Segmentation data:
-- begin --
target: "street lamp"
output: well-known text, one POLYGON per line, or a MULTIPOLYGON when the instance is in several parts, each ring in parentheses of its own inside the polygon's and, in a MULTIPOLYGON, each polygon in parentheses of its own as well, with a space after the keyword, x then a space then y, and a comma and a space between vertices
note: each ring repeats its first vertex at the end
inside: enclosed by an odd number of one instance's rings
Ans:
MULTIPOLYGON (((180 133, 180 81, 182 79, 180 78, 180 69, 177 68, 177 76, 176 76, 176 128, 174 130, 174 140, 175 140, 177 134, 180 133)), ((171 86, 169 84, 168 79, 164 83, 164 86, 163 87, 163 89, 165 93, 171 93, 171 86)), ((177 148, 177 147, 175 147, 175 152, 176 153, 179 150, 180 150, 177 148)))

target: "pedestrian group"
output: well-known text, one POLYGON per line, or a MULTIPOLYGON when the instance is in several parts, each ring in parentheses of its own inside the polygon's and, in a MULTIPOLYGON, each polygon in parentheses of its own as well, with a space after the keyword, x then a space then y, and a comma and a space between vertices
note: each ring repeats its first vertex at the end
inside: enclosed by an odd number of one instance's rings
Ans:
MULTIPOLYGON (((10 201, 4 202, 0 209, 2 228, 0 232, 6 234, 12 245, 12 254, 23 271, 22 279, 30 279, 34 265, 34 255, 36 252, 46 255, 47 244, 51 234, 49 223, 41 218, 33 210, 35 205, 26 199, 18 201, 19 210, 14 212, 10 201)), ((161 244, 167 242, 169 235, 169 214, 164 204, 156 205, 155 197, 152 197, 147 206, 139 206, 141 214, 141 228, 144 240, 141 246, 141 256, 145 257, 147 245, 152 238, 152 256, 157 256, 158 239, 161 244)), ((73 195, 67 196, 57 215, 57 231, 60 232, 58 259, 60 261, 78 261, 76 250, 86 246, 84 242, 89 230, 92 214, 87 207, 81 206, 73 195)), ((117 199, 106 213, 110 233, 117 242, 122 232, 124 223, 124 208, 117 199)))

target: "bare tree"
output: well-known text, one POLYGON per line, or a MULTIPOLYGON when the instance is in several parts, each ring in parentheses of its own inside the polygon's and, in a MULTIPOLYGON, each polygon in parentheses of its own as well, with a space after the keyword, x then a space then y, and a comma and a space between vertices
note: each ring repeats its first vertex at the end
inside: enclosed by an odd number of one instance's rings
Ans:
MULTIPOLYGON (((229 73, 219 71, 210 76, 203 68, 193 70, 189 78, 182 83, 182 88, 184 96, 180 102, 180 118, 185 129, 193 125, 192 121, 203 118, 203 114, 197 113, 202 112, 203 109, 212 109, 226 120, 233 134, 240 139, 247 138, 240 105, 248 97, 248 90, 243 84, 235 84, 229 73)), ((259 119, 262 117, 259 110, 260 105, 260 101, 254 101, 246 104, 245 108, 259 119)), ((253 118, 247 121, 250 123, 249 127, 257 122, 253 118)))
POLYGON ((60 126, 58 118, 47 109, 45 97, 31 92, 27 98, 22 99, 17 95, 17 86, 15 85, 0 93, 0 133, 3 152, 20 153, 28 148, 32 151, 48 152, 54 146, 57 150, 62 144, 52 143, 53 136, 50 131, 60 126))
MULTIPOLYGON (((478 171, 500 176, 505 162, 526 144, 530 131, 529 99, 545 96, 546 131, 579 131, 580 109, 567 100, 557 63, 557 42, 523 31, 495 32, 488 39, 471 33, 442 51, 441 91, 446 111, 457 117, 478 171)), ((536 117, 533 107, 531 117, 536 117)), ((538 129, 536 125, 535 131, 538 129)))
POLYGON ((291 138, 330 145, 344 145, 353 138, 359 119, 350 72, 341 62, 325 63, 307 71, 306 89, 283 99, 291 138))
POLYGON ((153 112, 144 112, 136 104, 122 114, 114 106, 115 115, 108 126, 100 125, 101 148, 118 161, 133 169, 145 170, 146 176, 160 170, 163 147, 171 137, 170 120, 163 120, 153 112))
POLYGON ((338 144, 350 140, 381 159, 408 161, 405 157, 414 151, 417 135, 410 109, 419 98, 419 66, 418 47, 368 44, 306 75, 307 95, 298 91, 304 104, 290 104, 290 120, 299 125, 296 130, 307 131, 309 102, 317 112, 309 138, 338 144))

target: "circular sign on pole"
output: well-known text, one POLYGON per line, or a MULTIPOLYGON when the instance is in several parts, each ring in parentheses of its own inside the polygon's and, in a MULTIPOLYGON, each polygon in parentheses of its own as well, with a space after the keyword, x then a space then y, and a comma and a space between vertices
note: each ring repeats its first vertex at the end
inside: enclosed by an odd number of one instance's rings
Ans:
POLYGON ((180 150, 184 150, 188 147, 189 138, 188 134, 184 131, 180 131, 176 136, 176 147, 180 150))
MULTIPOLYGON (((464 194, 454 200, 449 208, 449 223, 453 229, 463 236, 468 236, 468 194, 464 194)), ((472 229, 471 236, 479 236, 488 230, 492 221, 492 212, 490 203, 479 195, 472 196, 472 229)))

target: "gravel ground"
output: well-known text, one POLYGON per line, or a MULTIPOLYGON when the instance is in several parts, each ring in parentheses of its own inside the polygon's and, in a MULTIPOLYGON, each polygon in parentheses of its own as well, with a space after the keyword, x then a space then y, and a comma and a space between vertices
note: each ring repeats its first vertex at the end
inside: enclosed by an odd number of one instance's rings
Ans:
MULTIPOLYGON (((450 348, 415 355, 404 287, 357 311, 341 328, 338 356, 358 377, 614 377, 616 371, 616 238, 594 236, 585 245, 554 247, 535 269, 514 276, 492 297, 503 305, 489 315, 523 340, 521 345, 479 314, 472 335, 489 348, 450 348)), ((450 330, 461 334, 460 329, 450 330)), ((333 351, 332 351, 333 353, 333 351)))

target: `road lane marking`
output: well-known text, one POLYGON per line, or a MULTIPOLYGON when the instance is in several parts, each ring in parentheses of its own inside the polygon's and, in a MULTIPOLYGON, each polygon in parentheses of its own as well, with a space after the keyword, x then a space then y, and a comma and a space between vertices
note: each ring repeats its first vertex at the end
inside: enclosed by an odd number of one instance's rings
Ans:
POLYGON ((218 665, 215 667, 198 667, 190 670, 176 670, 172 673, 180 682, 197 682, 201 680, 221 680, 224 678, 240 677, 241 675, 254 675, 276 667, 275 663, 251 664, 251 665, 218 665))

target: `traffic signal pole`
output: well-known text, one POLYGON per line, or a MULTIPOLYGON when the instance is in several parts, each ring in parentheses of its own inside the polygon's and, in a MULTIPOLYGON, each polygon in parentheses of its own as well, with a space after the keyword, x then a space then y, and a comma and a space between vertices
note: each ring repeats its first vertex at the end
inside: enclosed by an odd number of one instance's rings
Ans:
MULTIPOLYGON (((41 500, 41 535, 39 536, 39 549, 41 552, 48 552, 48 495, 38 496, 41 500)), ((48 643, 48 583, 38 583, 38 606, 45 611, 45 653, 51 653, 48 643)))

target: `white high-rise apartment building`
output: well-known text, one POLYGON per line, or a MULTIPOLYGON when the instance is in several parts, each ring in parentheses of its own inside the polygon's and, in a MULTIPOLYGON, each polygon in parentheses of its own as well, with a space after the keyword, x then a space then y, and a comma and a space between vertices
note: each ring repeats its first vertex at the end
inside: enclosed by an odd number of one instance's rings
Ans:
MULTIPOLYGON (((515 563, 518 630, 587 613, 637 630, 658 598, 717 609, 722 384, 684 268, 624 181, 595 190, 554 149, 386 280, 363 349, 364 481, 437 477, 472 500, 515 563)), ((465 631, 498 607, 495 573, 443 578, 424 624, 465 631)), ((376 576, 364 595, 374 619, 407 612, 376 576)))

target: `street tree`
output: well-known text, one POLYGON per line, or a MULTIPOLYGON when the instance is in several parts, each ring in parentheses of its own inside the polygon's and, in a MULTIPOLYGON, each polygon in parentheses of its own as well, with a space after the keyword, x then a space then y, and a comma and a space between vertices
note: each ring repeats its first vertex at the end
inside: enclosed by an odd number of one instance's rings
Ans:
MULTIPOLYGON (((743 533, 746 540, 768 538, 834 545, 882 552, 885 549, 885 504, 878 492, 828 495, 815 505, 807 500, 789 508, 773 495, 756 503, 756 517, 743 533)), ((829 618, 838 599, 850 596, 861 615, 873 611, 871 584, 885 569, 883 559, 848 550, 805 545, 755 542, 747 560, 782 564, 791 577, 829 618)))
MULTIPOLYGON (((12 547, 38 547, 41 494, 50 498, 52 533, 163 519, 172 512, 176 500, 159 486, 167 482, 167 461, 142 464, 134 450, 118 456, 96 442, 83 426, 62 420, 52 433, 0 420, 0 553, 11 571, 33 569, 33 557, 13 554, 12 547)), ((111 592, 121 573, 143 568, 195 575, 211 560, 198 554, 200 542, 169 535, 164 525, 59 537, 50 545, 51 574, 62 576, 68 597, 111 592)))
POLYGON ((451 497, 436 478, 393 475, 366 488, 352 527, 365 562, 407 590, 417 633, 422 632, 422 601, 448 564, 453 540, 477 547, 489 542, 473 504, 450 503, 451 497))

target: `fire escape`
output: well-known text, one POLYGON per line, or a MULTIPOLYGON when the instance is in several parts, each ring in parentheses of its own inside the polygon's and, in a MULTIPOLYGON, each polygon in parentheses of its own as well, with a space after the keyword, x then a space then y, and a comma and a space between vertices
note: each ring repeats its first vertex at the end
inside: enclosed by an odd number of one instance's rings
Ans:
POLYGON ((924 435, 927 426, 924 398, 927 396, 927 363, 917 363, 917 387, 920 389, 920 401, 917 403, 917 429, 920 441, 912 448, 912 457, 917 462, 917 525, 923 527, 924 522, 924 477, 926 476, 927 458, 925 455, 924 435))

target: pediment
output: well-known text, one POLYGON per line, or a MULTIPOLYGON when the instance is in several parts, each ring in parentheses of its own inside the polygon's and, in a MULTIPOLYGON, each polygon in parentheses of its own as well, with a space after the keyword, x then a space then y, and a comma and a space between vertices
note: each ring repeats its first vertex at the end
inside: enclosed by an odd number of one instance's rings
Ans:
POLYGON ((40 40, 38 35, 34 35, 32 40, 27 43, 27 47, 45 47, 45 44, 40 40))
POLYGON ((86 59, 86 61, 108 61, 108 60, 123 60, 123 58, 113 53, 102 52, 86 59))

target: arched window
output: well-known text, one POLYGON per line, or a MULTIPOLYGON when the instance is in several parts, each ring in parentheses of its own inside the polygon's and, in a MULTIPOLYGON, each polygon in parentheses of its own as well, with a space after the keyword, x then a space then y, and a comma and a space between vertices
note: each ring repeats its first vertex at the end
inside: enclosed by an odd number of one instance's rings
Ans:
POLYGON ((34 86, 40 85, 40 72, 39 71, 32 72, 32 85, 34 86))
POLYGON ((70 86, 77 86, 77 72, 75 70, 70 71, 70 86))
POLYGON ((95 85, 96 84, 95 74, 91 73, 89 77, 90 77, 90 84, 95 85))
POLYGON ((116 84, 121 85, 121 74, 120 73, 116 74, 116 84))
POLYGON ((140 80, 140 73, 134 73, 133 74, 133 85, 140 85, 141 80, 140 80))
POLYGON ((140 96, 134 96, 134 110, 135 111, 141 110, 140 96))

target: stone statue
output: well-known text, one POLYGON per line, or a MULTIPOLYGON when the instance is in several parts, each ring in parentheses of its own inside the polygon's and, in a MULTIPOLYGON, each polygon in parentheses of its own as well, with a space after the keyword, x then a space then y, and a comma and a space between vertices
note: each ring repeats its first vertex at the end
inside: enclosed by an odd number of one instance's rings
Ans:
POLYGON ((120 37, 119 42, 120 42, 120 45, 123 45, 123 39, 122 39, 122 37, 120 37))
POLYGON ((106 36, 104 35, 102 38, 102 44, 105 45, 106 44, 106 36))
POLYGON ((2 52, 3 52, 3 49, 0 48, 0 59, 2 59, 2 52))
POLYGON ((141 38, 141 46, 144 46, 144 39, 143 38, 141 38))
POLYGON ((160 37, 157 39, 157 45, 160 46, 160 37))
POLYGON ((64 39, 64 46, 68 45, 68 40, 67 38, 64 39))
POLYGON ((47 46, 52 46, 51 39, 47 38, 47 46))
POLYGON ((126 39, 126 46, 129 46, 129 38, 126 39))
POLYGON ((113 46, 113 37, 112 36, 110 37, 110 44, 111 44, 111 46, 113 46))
-- end --
Find each line in the rows above that contains the word "pole", and copy those lines out in full.

## [FULL SOLUTION]
target: "circular sign on pole"
target: `traffic signal pole`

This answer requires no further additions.